Откуда-то издали по росе до слуха донеслось несколько мощных взрывов… Вот они ближе, еще, еще…

Мы недоумевали.

— Неужели и правда война? — спросил кто-то.

— Брехня! — услышал я сильный, молодой голос авиационного механика Петренко. — Это артиллеристы по Шелепинскому полигону бьют.

В это время над аэродромом появился незнакомый нам двухмоторный самолет. Он летел на небольшой высоте и сразу же привлек наше внимание отвратительным, клекочущим тарахтеньем своих двигателей.

— Откуда и зачем он? — опять послышался тот же голос.

— Чужой, братцы… Смотрите, свастика!

И как бы в ответ на это с чужого самолета в нашу группу длинной очередью застрочил пулемет.

— Война-а!

Можно было ожидать, что от неожиданности люди, — а это были совершенно необстрелянные авиационные механики и другие младшие авиационные специалисты, — растеряются, разбегутся по укрытиям, но этого не произошло. Достаточно было крикнуть старшему инженеру части: «По са-мо-ле-там!» — как закипела работа на стоянках.

Через несколько минут над аэродромом появилась большая группа немецких пикирующих бомбардировщиков Ю-87. Навстречу им с соседнего аэродрома поднялись три наших истребителя, но они не смогли остановить лавины. Им, правда, удалось сбить три самолета Ю-87, остальные же, пользуясь преимуществом неожиданного нападения, начали методически бомбардировать и обстреливать места стоянок наших самолетов, расположение складов, мастерских, места скопления людей и техники аэродромного обслуживания. Издали казалось, что на стоянках самолетов нет места, где бы ни упала бомба.

..........

ЗАДАНИЯ:
(a) Сколько самолетов Ю-87 сбили три наших истребителя в рассказе о налете на аэродром?
(b) Перепишите фрагмент о налете на аэродром, начиная со слов «Откуда-то издали по» и заканчивая словами «тот же голос.». Замените в нем «двухмоторный» на «четырехмоторный».
(c) Напишите продолжение рассказа о первом налете немецкой авиации на аэродром, начав сразу после его последнего предложения.
Список, приведенный далее, взят из другого источника.

МАТЕРИАЛ:
..........

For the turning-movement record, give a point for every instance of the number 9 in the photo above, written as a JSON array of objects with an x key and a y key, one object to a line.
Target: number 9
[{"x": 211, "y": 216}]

..........

ОТВЕТЫ К ЗАДАНИЯМ:
(a) Три самолета.

(b)
Откуда-то издали по росе до слуха донеслось несколько мощных взрывов… Вот они ближе, еще, еще…

Мы недоумевали.

— Неужели и правда война? — спросил кто-то.

— Брехня! — услышал я сильный, молодой голос авиационного механика Петренко. — Это артиллеристы по Шелепинскому полигону бьют.

В это время над аэродромом появился незнакомый нам четырехмоторный самолет. Он летел на небольшой высоте и сразу же привлек наше внимание отвратительным, клекочущим тарахтеньем своих двигателей.

— Откуда и зачем он? — опять послышался тот же голос.

(c)
И несмотря на это, авиационные механики в содружестве с другими специалистами продолжали готовить самолеты к вылету.

Фашисты, видимо, решили парализовать наш аэродром одним ударом, уничтожить технику и людей. Казалось, они непрерывно висели над аэродромом. Не успела отбомбиться одна группа самолетов, как на смену ей появлялась другая.

Под обстрелом механики вырыли в районах стоянок щели и как только замечали, что на стоянку заходит для бомбометания или обстрела вражеский самолет, или группа самолетов, укрывались в них. Но стоило миновать опасности, они снова приступали к работе на самолетах. И сколько ни неистовствовали фашистские воздушные пираты, им не удавалось парализовать нашу волю к сопротивлению.

Трижды вылетали в этот день наши летчики на штурмовку моторизованных колонн противника, лавиной двинувшихся по всем дорогам через границу в глубь мирной страны.

В этот первый день войны мне довелось быть свидетелем того, с какой самоотверженностью авиационные механики спасали от поражения самолеты.

Одному из фашистских стервятников удалось поджечь наш самолет. Небольшая бомба угодила прямо в крыло, и бензин, растекаясь по земле, вмиг воспламенился. Очаг возникшего пожара распространялся в сторону соседней стоянки. Поднявшийся ветер грозил перебросить пожар на другие самолеты. Кроме того, на горящем самолете были подвешены бомбы… Много бомб. Естественно, сосредоточенный взрыв мог бы наделать больших бед.

К несчастью, никого из руководящего состава поблизости не оказалось. Я находился метрах в двухстах от места пожара и вряд ли успел бы добежать.

Тогда, не ожидая команды, авиационные механики вместе со специалистами по вооружению и мотористами разрядили бомбы, сбросили их на землю и откатили подальше от огня, а объятый пламенем самолет выкатили в тыл стоянки, в лес. Там он и догорел, не взорвавшись, отвлекая на себя часть самолетов противника, предполагавших, очевидно, что в лесу горит склад горючего или замаскированные самолеты.

В другой раз на этом же аэродроме, служившем базой для нашей части еще недели две, гитлеровцам удалось поджечь на стоянке сразу два самолета. Вылета в этот день не предполагалось, и на самолетах оказались лишь авиационные механики и мотористы. Благодаря самоотверженной борьбе с огнем им удалось ликвидировать пожары. Но оба самолета были выведены из строя: на одном из них было сильно повреждено левое крыло, на другом правое.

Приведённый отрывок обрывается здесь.